Written instruction: Will you quote all of the entries, word for word?

[Object pointing dataset rows]
------------------------------------

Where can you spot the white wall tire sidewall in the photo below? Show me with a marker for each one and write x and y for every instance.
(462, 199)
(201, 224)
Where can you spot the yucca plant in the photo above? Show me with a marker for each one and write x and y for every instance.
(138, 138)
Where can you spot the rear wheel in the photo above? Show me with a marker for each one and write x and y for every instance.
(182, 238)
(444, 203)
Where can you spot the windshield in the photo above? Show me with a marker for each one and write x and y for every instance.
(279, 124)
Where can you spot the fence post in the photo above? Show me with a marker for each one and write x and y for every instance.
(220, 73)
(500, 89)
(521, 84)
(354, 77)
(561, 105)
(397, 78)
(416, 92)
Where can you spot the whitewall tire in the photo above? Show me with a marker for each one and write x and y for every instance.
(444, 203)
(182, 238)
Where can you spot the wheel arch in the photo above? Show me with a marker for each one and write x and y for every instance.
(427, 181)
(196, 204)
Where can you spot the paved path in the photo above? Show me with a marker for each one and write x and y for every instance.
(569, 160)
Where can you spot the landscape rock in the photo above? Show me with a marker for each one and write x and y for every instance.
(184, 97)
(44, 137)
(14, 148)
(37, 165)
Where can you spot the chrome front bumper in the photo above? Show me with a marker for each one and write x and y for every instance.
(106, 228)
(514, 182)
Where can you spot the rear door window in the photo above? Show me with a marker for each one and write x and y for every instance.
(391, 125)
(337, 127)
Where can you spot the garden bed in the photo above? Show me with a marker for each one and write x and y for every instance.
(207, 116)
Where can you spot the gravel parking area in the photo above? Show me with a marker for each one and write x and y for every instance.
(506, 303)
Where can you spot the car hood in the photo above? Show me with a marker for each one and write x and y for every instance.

------------------------------------

Complete answer:
Where can you spot the white wall tire sidewall in the photo below? Show me with a marker for each one and write x and y for every instance.
(462, 199)
(201, 224)
Where can you spot the yucca plant in the photo above? Show me with a marker for each one and write x and y for every instance.
(138, 138)
Where can you spot the rear wheel in the photo above? Show me with a marker for each one and write x and y for every instance.
(182, 238)
(444, 203)
Where can you spot the windshield in the photo above? Show me with a marker for each one and write x and y for every instance.
(279, 124)
Where can you spot the fence post in the photo above? Show me with a marker for each one and write x and y for every instance.
(220, 73)
(500, 89)
(521, 84)
(354, 77)
(561, 105)
(397, 78)
(416, 92)
Where can you spot the whitewall tire in the photo above? Show me with a marker for each one and write x and y for every instance.
(444, 203)
(182, 238)
Where can you spot the wheel arch in the photo above? Show me with a marker for each one and write x and y for every instance.
(427, 181)
(196, 204)
Where can you spot the paved path in the photo above? Show me with a marker for each one and write x and y for every instance.
(569, 160)
Where can you spot the landscape rock in the photo above? Show me with a marker for each one and write x and y for every instance.
(184, 97)
(44, 137)
(14, 148)
(37, 165)
Where can you spot the chrome front bumper in the photo above? Show me with a marker for each one and write x and y for every instance.
(106, 228)
(514, 182)
Where can you spot the rear door window in the photo above? Show me with a marker for each one and write x and y for every instance.
(391, 125)
(337, 127)
Where can you spot the garden bed in the photo above? Show me with a marker for each one and write x and y for every instance.
(207, 116)
Where can you spot the gravel parking area in the photo above? Show me with a marker for each one and write x and y for every instance.
(506, 303)
Where can you spot the car hood in the photo above? Show me with a marker for each one and write x and y for every instance.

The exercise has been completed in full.